## Exercise requirements
Each line of the data that includes "object" must be copied.

========================

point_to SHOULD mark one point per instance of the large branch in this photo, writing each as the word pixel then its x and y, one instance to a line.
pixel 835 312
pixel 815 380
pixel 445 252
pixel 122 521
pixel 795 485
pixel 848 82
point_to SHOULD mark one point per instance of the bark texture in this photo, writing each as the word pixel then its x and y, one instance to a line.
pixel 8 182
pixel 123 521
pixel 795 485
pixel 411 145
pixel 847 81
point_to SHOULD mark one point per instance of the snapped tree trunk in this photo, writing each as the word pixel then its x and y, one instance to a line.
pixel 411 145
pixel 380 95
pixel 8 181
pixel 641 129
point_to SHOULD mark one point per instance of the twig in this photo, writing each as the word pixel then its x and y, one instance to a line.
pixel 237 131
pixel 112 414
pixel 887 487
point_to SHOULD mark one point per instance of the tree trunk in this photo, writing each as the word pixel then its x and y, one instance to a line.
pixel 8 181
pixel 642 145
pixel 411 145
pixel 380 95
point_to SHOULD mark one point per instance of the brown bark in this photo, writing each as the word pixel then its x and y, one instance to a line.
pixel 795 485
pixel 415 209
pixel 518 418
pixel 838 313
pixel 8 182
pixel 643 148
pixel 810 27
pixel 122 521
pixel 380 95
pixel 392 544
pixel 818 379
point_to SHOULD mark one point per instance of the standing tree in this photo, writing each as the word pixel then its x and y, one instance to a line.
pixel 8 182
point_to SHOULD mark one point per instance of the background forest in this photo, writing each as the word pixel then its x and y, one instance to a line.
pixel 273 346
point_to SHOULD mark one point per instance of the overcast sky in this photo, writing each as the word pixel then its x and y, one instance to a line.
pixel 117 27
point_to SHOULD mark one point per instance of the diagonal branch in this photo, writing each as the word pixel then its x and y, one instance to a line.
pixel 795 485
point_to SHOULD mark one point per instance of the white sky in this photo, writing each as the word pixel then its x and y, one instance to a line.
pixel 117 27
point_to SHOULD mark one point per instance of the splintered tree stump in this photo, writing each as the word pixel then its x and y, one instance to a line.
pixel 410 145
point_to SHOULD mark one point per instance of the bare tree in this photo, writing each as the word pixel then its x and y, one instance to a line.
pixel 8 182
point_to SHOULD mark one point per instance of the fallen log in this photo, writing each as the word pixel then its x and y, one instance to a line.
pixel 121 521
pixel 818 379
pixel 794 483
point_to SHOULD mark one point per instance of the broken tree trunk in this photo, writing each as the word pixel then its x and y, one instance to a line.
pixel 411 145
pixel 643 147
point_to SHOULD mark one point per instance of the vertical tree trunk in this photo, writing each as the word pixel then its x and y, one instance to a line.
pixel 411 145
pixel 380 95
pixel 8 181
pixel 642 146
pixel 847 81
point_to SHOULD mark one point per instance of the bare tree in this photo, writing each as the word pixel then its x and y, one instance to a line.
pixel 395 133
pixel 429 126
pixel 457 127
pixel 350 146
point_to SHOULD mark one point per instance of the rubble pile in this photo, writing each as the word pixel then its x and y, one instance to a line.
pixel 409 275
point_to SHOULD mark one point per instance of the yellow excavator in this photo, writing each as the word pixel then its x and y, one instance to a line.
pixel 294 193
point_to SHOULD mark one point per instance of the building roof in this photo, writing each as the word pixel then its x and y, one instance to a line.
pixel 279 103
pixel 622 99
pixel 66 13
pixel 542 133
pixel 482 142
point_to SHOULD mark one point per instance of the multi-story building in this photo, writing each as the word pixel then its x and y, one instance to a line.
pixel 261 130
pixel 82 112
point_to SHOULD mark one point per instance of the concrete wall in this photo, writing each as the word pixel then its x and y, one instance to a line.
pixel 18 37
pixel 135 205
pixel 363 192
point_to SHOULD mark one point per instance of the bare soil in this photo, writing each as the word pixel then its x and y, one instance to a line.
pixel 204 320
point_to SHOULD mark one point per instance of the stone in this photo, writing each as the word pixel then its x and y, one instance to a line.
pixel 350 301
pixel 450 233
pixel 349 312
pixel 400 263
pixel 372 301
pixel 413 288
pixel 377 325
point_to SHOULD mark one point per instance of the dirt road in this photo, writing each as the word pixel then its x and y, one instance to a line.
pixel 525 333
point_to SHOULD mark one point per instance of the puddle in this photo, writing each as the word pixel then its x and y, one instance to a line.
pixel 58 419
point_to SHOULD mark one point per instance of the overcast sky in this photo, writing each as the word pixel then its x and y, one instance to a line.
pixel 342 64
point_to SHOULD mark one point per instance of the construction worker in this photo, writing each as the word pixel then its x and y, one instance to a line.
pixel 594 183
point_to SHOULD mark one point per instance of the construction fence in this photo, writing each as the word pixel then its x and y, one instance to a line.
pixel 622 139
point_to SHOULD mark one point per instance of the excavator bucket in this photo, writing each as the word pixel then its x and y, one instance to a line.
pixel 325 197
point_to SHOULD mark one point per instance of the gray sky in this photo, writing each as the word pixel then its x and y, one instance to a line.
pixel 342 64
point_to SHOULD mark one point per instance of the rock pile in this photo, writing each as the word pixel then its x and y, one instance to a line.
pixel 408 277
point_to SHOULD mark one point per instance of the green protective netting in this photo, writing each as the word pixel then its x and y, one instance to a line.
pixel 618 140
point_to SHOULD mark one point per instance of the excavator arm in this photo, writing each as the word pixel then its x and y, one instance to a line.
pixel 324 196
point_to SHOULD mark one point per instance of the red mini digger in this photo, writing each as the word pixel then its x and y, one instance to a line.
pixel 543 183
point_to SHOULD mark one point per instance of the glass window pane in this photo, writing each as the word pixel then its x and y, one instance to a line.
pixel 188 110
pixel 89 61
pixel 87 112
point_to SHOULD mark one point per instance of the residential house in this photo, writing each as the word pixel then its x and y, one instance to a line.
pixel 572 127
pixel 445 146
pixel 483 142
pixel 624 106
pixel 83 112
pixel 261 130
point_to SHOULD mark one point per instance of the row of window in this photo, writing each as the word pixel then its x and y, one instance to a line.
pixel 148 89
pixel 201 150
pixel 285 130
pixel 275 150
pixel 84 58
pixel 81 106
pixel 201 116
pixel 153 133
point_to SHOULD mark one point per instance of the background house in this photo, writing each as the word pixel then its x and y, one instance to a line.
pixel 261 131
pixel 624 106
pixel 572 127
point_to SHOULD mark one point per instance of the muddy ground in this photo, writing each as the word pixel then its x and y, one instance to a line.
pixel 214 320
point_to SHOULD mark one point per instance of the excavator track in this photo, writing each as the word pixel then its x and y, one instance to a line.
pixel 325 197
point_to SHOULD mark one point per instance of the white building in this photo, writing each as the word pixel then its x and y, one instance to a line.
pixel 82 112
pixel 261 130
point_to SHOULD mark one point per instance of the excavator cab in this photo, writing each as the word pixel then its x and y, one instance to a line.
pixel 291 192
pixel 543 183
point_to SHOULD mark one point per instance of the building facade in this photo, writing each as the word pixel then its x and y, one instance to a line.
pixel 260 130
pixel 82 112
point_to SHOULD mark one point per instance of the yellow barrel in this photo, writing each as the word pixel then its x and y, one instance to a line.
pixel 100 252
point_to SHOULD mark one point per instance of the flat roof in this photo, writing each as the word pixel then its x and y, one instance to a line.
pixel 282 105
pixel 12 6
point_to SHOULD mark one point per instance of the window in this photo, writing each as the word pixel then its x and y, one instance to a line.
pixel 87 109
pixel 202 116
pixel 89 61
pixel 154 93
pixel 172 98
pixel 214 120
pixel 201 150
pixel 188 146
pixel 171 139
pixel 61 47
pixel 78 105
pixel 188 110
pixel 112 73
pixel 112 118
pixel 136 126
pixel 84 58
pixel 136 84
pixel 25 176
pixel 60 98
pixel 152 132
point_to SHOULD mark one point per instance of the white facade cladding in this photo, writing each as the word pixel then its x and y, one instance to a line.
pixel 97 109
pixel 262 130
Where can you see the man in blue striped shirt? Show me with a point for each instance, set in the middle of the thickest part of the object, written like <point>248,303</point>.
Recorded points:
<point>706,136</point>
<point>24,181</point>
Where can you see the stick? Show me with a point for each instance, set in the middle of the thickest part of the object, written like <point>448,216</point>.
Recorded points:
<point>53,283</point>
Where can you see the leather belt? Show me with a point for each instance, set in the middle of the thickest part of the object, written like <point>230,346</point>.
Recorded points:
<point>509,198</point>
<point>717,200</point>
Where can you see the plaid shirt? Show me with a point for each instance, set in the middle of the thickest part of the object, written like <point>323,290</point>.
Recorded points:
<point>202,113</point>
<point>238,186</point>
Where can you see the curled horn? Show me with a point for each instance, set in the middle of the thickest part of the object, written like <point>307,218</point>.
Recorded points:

========================

## Task result
Where can you see the man in blue striped shirt? Show me with a point for each instance, set in the middle of the thickest part of the object, written like <point>248,303</point>.
Where can you see the stick? Show me with a point for each instance, set in the middle of the thickest part of the object, written like <point>448,216</point>.
Where can you see the leather belt? Show me with a point for each instance, set in the middle of the thickest part of the object, written like <point>230,346</point>.
Where can you see the plaid shirt? Show me with a point for each instance, set in the middle of the thickest part of the object, written like <point>323,290</point>.
Where can you see the curled horn? Show me with a point for each instance, set in the middle of the thickest part of the object, written like <point>307,218</point>.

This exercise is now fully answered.